**WHAT IS NEEDED:**
The lines to be copied are those below that contain "target".

BEGIN DATA FOR THE TASK

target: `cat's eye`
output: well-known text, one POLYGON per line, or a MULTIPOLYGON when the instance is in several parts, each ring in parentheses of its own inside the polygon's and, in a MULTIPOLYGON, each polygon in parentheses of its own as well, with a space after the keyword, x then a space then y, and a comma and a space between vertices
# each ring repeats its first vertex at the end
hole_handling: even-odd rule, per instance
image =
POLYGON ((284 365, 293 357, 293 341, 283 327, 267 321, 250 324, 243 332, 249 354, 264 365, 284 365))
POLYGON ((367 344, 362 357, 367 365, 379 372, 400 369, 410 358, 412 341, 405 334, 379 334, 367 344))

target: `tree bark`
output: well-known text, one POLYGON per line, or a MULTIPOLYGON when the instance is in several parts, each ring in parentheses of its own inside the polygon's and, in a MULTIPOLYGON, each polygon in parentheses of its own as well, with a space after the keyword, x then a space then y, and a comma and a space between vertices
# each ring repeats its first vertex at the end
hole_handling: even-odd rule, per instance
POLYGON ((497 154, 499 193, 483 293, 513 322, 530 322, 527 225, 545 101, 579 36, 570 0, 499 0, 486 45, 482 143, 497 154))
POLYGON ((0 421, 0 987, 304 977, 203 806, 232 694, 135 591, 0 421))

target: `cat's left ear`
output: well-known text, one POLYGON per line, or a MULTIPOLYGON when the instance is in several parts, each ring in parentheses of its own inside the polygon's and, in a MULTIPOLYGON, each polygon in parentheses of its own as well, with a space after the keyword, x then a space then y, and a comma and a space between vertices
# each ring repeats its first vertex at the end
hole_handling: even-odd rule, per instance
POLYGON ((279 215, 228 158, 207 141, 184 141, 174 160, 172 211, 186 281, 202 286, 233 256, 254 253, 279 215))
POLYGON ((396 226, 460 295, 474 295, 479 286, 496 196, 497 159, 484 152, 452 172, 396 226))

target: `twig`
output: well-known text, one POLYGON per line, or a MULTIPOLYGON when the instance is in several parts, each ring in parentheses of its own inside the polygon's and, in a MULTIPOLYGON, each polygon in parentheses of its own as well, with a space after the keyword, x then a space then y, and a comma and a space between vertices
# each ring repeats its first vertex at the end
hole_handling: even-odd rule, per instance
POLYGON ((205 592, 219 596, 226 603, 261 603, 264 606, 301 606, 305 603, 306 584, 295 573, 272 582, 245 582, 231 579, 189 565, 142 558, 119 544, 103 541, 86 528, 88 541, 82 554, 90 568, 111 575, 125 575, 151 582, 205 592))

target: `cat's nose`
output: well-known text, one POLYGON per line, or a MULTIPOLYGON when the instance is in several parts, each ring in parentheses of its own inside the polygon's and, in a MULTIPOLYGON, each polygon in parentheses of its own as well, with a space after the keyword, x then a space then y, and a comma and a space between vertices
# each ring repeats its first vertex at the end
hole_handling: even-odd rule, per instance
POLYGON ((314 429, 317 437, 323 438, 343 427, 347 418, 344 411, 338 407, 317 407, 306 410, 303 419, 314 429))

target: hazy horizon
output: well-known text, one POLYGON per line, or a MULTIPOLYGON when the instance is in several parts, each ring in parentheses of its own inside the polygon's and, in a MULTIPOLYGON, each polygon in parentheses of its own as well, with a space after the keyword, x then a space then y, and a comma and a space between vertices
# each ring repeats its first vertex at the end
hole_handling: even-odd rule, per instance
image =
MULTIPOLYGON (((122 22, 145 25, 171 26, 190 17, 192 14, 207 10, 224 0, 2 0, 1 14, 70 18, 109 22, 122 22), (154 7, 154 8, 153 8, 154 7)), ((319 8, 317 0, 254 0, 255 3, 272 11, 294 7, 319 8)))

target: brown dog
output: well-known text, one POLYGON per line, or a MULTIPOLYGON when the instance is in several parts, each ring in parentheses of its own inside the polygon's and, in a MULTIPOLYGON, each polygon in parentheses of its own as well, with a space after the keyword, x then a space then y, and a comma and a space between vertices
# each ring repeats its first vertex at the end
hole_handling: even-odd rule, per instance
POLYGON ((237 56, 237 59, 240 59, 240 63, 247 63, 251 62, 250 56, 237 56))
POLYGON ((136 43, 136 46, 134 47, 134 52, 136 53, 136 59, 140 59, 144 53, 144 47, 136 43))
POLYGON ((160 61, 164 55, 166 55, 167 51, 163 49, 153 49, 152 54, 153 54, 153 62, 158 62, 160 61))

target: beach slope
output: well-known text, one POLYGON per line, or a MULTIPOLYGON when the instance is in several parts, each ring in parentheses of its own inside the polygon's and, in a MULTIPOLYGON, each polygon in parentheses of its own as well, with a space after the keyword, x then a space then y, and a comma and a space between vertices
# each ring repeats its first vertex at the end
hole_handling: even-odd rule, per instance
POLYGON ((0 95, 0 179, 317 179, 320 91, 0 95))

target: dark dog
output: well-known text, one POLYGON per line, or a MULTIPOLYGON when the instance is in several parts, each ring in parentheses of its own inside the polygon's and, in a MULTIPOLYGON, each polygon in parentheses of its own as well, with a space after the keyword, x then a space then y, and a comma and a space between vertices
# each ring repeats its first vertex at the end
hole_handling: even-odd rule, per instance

END DATA FOR THE TASK

**EXERCISE ANSWER:**
target: `cat's eye`
target: `tree bark`
target: `cat's left ear`
target: `twig`
target: `cat's nose`
target: hazy horizon
target: brown dog
target: beach slope
target: dark dog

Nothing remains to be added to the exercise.